- [Task brief]
What you return should be the lines of the data containing "roof", each in full.

[Phrase grounding data]
- - -
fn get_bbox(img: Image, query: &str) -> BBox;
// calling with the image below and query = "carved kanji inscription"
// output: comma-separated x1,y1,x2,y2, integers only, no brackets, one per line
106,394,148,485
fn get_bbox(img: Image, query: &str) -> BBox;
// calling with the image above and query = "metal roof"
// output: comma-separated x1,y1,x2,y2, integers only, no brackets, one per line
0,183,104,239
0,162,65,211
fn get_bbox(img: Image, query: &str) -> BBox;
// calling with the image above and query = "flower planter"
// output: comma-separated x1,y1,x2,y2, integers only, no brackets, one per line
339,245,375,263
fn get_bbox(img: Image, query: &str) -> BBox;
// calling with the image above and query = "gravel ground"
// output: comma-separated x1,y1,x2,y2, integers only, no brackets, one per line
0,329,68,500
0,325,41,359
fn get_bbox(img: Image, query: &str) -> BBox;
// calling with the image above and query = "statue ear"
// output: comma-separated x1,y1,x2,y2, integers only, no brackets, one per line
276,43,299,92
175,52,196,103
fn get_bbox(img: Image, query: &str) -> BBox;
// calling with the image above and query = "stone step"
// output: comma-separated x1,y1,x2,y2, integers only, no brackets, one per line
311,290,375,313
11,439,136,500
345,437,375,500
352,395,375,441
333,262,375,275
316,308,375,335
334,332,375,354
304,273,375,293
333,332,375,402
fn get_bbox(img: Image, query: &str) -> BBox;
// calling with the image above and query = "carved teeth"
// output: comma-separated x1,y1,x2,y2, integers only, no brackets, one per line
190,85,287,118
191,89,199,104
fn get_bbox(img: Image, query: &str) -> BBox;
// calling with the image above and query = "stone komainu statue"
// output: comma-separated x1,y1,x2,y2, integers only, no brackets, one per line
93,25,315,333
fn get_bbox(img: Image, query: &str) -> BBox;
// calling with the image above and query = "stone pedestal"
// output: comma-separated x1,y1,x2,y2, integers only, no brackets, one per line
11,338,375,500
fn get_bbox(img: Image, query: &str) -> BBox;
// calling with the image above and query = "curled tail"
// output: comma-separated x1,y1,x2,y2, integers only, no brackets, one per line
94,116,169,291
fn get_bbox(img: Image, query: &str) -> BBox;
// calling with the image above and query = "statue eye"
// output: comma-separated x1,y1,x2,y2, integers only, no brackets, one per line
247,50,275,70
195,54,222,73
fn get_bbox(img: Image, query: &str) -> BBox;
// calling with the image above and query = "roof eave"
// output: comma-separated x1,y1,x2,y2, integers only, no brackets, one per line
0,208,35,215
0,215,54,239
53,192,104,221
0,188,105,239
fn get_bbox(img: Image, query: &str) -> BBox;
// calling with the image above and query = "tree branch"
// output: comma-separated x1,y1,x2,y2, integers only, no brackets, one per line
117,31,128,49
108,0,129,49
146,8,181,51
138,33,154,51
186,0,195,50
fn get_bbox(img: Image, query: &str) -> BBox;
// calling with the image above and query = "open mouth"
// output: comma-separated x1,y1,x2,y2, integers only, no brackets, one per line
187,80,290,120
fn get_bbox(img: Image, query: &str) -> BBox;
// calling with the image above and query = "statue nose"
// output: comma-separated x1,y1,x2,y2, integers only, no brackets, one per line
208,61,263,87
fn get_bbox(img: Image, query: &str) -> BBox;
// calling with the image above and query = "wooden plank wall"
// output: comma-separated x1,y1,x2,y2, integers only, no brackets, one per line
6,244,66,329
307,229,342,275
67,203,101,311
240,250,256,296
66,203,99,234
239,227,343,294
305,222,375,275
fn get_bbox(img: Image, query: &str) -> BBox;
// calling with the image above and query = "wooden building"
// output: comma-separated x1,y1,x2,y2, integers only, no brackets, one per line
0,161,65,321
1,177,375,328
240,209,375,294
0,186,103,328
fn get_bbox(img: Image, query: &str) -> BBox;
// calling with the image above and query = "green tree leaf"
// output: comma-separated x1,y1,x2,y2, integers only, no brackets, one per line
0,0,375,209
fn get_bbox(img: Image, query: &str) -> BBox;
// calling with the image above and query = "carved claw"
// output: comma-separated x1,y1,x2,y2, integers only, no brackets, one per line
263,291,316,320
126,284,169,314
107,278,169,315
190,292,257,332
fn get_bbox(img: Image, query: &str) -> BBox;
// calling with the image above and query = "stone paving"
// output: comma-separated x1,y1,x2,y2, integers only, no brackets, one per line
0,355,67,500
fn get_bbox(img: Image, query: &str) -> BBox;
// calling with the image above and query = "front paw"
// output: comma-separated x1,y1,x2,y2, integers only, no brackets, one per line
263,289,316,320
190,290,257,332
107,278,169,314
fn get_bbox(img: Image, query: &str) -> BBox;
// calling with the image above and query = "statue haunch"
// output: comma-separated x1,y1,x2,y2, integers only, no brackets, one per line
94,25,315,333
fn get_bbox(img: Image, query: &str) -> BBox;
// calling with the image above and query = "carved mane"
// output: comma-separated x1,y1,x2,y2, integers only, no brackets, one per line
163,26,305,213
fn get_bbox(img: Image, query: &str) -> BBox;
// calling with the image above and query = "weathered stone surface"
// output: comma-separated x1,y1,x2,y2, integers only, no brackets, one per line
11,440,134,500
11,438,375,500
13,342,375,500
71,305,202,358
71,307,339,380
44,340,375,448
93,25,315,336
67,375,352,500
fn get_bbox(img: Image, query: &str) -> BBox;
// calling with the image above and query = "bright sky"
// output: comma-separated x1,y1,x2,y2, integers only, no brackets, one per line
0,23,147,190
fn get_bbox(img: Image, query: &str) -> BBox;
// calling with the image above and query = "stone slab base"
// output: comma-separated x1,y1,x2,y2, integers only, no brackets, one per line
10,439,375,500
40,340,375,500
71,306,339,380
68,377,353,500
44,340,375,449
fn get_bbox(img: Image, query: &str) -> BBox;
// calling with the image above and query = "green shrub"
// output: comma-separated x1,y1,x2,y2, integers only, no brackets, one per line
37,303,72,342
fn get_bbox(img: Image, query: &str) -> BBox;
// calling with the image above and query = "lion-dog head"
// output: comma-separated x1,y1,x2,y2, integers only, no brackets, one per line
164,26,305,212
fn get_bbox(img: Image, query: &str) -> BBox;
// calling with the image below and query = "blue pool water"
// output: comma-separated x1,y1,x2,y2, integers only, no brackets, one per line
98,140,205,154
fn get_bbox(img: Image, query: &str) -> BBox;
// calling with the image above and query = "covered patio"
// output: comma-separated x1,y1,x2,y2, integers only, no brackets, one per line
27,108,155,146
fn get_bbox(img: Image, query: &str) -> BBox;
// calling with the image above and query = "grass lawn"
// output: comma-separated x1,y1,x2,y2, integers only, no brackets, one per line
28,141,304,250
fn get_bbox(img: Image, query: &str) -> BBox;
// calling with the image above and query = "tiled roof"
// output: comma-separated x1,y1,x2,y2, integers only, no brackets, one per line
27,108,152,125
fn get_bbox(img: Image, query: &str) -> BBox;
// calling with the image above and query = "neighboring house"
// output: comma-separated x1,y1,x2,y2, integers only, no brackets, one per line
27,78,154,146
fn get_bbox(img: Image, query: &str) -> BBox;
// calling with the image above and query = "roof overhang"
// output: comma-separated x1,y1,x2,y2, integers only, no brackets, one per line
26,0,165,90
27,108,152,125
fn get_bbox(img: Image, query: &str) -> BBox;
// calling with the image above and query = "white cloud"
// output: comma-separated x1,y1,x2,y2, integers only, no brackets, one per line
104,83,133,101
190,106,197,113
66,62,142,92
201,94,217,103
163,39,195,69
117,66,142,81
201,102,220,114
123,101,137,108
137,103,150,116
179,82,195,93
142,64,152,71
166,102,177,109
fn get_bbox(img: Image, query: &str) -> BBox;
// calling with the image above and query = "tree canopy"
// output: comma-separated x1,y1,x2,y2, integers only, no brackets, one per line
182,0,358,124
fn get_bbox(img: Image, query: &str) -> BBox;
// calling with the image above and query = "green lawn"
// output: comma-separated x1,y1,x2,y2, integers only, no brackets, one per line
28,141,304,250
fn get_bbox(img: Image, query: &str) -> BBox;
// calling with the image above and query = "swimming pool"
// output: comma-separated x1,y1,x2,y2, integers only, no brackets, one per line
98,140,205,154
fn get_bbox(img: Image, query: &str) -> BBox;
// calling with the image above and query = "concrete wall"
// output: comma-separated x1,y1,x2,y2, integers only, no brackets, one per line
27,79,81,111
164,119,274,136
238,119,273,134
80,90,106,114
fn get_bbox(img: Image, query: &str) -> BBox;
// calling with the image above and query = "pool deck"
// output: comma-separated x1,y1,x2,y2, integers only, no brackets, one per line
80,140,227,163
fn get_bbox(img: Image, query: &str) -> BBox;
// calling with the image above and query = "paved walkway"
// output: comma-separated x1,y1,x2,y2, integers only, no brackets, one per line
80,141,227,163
- - -
- [Response to this exercise]
// calling with the image above and query = "metal roof"
// calling with the image above and query = "roof eave"
// calling with the image above and query = "tiled roof"
// calling with the image above and query = "roof overhang"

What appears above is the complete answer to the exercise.